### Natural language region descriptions
#####
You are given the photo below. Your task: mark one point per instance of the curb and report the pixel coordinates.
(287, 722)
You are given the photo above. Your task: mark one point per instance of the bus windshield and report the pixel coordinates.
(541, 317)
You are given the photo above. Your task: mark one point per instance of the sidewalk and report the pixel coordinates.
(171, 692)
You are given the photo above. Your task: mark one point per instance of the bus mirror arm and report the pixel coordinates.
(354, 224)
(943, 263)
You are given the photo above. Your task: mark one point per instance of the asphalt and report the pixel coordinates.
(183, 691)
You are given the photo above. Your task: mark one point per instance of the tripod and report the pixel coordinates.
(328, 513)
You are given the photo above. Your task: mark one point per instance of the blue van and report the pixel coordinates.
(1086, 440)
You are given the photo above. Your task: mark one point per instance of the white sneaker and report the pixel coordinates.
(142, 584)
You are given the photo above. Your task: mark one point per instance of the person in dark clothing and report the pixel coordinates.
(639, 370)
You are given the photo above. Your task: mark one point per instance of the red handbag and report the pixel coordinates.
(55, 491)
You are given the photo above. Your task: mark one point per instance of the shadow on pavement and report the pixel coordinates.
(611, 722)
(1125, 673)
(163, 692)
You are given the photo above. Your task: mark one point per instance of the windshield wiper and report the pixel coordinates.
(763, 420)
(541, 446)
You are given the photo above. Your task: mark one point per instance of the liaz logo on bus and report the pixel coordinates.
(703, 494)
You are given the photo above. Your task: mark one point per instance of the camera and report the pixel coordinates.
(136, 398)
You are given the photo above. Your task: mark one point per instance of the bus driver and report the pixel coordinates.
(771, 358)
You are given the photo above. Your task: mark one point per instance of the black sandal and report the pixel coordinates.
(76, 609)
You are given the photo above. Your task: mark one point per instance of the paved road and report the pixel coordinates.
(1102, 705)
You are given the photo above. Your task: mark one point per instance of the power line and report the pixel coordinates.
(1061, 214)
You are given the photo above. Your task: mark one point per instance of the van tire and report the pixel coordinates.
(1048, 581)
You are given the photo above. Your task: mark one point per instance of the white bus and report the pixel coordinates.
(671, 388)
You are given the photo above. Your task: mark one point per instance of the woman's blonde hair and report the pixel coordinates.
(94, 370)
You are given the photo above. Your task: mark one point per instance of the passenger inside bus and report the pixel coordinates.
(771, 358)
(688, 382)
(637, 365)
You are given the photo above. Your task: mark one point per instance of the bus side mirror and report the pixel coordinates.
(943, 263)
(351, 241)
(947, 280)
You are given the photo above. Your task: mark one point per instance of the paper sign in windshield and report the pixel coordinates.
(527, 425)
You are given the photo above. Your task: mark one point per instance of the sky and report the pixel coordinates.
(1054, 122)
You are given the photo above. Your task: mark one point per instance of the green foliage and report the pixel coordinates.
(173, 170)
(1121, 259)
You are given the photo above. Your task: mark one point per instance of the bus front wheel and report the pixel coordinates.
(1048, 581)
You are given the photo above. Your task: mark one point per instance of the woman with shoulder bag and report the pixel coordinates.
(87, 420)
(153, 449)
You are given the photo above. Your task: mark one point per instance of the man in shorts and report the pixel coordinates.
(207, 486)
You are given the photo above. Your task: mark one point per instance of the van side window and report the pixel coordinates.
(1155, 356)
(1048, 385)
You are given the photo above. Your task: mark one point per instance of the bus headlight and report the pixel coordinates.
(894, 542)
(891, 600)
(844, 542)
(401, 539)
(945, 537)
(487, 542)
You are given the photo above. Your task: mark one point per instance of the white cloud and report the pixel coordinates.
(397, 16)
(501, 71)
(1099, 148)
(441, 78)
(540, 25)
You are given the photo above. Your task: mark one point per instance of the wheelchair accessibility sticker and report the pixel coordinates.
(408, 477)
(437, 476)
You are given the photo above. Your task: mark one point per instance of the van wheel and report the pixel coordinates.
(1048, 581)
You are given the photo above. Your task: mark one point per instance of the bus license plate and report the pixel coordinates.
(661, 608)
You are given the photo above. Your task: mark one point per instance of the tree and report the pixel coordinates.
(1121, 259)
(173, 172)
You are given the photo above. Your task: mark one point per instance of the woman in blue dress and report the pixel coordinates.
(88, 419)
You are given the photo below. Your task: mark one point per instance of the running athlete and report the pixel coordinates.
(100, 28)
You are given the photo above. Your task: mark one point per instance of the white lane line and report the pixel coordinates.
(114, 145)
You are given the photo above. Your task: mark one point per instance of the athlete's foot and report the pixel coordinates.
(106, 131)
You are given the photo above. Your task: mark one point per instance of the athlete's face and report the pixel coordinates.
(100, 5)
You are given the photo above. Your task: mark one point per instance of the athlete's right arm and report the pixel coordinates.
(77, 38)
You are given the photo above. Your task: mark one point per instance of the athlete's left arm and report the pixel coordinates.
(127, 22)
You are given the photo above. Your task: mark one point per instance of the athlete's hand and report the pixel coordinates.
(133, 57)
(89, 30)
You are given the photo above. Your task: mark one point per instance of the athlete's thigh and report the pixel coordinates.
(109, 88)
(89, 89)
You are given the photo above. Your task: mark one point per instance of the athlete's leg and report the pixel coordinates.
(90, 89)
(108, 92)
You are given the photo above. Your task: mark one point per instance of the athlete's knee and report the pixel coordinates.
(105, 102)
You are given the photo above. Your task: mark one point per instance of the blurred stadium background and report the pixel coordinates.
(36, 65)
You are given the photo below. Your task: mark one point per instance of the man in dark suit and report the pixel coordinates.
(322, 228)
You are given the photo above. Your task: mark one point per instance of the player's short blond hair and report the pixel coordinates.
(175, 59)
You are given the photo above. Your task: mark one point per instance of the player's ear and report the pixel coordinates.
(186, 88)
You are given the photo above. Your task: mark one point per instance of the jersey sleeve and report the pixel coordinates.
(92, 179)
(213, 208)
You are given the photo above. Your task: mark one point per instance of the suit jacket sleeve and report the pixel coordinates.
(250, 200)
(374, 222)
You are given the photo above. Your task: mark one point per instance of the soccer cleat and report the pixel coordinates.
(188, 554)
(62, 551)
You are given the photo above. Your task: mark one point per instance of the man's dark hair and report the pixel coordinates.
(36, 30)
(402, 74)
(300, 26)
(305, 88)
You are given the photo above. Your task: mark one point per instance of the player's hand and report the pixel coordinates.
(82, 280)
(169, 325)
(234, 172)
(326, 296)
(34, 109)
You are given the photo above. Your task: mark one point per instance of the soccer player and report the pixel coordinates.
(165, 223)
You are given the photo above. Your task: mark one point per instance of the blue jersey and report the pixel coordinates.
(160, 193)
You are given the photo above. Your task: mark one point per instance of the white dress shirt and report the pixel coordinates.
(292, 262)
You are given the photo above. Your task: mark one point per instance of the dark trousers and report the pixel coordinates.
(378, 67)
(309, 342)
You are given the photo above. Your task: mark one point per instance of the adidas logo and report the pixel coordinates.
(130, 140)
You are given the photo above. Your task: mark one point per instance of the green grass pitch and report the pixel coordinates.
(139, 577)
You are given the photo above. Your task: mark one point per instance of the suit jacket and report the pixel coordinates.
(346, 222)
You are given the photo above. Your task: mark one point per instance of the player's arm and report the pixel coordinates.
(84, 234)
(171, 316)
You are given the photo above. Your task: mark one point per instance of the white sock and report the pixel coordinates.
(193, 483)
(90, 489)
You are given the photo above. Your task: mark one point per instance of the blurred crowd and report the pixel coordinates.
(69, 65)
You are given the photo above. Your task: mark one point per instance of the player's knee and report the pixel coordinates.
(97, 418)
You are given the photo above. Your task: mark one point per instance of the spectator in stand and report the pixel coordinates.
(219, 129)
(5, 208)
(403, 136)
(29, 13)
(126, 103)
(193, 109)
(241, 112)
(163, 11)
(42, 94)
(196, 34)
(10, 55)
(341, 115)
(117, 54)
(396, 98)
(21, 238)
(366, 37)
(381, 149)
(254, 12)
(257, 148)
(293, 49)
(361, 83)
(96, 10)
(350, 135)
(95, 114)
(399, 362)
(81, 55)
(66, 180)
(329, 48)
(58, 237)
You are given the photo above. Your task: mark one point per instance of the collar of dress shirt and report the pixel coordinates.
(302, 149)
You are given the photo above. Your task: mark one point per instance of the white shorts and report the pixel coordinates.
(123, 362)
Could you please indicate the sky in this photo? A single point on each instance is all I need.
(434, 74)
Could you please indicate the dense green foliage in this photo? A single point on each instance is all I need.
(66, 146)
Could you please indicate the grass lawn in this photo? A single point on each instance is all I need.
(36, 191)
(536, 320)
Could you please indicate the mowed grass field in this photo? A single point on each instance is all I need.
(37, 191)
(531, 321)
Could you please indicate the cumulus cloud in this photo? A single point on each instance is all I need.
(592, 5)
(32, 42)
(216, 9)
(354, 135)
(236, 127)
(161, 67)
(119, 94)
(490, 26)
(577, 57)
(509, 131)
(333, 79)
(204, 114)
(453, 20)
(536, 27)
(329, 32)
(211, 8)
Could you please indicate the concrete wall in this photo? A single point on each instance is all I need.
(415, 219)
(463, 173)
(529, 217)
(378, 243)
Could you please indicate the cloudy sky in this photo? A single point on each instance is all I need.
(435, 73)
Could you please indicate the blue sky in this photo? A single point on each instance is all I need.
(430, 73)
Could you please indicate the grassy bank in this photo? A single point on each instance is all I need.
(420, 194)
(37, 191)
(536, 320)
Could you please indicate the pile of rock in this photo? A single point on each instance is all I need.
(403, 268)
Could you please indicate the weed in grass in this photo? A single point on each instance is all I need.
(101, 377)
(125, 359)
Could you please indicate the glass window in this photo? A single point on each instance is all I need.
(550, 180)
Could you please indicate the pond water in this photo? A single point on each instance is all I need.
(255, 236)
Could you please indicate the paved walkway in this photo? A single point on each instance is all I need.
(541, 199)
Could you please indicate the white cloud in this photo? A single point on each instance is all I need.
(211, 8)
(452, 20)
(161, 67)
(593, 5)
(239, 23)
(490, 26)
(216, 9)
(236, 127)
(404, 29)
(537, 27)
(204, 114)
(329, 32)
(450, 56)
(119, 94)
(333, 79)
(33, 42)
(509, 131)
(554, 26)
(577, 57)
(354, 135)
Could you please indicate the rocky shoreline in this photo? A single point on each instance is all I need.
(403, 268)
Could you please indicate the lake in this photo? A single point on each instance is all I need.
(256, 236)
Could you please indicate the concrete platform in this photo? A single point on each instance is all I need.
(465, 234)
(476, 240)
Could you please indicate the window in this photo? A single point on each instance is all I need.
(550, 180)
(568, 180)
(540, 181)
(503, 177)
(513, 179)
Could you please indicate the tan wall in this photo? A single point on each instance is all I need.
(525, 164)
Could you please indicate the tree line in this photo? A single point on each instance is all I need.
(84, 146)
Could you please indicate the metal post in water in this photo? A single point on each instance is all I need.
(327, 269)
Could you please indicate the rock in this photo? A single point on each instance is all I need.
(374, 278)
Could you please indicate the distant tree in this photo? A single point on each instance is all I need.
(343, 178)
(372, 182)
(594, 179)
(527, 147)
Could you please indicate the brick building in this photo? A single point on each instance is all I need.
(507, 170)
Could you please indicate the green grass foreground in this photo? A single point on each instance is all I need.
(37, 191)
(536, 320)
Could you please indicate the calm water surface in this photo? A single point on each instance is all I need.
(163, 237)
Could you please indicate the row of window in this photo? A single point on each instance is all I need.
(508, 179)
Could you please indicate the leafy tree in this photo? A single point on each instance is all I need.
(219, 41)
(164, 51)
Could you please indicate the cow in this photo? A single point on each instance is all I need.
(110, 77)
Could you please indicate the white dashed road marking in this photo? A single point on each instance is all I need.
#####
### Task instructions
Set down, word for word, every line from the line that holds "Could you please indicate the tan" to the end of the entries above, including both ends.

### Answer box
Could you please indicate the tan wall in this photo? A single point on each instance is all I need.
(525, 164)
Could you please indicate the tree line in this photo? A single point on each instance is all I need.
(84, 146)
Could you please indicate the metal post in water in this photo? A single point on each instance is all I need.
(327, 269)
Could you please indicate the rock in this photo? A single point on each instance is all I need.
(374, 278)
Could you please indicate the distant tree in this photo? A single point on each instance is all I need.
(343, 178)
(372, 182)
(594, 179)
(527, 147)
Could you please indicate the brick building in this photo? A single point on each instance is all I need.
(507, 170)
Could you please indicate the green grass foreground in this photo? A single point on each instance is all I need.
(37, 191)
(536, 320)
Could you please indicate the calm water surface in this photo? A single point on each instance is all I need.
(163, 237)
Could you please indicate the row of window in this photo? A single point on each instance is all I need.
(508, 179)
Could you please indicate the leafy tree in this photo? A single point on each instance is all I need.
(219, 41)
(164, 51)
Could you please indicate the cow in this photo? A single point on each instance is all I need.
(110, 77)
Could you please indicate the white dashed road marking in this photo? A single point on each instance is all I need.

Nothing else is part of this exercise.